# Exercise
Return exactly the line that contains "the black sock" and all lines beneath it in the entries, through the very last one.

--------

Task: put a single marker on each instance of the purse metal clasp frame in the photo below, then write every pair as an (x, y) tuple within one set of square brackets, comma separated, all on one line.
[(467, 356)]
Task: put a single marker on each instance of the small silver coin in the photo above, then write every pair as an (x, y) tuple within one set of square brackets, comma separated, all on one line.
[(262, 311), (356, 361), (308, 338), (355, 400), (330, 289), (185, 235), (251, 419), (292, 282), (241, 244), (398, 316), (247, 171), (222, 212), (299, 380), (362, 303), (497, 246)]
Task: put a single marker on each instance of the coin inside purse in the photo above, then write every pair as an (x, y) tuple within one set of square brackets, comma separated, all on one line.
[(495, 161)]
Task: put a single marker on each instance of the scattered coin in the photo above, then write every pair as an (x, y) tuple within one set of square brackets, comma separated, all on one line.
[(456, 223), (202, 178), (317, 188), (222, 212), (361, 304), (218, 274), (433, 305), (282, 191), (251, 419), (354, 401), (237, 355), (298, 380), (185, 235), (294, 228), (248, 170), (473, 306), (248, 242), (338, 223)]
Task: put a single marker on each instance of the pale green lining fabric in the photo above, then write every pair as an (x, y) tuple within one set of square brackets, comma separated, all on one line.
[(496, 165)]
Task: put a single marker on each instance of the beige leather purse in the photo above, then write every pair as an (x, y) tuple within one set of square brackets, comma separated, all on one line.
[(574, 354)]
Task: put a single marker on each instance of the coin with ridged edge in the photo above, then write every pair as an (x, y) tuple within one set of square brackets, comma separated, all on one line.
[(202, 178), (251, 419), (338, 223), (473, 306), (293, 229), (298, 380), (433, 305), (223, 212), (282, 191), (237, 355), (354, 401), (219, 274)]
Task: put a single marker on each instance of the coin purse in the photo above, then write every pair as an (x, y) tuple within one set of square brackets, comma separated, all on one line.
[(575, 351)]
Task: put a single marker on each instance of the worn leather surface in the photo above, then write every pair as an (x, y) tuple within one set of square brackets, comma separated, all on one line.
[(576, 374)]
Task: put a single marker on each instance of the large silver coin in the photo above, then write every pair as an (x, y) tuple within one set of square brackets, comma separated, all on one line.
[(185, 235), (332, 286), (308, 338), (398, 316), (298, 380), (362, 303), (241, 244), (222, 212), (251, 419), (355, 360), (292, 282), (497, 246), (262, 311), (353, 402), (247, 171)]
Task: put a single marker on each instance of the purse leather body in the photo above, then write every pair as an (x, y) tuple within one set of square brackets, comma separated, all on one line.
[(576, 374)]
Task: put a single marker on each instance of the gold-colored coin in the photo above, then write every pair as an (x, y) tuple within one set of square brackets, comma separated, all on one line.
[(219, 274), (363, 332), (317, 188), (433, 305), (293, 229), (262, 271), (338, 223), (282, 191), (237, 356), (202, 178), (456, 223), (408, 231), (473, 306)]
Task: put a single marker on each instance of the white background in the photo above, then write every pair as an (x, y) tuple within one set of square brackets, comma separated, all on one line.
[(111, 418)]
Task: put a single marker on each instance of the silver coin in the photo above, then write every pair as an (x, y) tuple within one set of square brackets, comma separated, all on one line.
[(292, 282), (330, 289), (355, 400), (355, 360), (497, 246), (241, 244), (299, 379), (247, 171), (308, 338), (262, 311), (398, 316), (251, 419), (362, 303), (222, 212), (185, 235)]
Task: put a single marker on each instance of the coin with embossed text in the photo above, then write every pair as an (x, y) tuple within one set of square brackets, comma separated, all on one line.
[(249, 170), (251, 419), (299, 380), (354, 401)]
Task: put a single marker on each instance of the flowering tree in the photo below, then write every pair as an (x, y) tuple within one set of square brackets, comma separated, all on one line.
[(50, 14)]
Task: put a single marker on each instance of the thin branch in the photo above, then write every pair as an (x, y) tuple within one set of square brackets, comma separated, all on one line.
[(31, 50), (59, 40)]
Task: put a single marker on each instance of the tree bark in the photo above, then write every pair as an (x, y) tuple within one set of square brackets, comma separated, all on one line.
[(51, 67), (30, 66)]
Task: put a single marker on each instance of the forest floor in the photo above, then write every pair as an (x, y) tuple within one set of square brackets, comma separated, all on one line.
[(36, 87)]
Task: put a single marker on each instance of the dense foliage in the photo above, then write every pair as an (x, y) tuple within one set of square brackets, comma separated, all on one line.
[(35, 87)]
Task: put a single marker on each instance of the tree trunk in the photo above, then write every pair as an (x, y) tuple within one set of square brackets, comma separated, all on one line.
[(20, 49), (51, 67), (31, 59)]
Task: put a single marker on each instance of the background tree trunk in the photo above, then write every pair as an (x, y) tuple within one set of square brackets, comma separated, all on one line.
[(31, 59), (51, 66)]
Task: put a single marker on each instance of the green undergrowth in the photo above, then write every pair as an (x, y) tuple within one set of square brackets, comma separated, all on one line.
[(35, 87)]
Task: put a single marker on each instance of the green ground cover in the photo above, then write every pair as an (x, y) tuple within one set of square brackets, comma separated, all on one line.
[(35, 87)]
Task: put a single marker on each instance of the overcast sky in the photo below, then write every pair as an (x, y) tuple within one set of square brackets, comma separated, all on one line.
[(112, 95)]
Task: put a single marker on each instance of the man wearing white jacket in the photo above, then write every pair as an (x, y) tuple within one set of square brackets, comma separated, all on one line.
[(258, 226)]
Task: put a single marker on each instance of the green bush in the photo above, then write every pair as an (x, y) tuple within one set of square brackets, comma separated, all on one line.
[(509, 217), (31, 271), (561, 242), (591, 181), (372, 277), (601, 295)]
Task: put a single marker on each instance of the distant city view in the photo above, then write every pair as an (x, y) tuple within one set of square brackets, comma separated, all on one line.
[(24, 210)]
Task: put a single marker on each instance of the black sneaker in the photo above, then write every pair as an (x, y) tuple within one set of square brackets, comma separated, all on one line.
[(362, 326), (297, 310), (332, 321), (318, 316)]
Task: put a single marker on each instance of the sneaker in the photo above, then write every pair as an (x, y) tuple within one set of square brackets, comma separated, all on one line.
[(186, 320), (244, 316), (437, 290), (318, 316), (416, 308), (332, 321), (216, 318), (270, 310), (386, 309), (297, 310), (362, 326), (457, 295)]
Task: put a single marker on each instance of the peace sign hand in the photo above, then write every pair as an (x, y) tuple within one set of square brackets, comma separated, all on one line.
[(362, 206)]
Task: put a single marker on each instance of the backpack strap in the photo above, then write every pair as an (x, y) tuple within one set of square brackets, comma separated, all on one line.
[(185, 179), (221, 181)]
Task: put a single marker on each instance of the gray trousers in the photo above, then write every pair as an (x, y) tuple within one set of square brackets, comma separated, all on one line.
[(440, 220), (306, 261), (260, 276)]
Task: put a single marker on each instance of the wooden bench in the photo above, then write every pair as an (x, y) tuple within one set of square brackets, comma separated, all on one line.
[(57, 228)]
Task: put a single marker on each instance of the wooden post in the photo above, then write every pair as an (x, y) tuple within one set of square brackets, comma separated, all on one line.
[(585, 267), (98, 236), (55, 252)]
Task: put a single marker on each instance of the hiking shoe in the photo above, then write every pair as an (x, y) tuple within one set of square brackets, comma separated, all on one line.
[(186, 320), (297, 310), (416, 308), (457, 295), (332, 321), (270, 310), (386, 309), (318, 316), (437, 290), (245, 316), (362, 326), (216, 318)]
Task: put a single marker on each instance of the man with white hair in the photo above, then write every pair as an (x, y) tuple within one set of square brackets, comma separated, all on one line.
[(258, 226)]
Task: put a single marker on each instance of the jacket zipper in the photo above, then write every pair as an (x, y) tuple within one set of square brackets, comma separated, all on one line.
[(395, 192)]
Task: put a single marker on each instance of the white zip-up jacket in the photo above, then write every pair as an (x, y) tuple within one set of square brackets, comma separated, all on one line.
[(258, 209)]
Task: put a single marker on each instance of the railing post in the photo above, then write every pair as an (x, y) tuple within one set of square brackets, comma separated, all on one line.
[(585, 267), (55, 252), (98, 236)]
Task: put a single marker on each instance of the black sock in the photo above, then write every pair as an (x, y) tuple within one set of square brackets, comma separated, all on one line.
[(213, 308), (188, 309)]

--------

# The completed task
Task: put a single marker on each instance of the black sock in the photo above, then write every pair as an (x, y) tuple within one set of square brackets, comma separated, all on one line.
[(213, 308), (188, 309)]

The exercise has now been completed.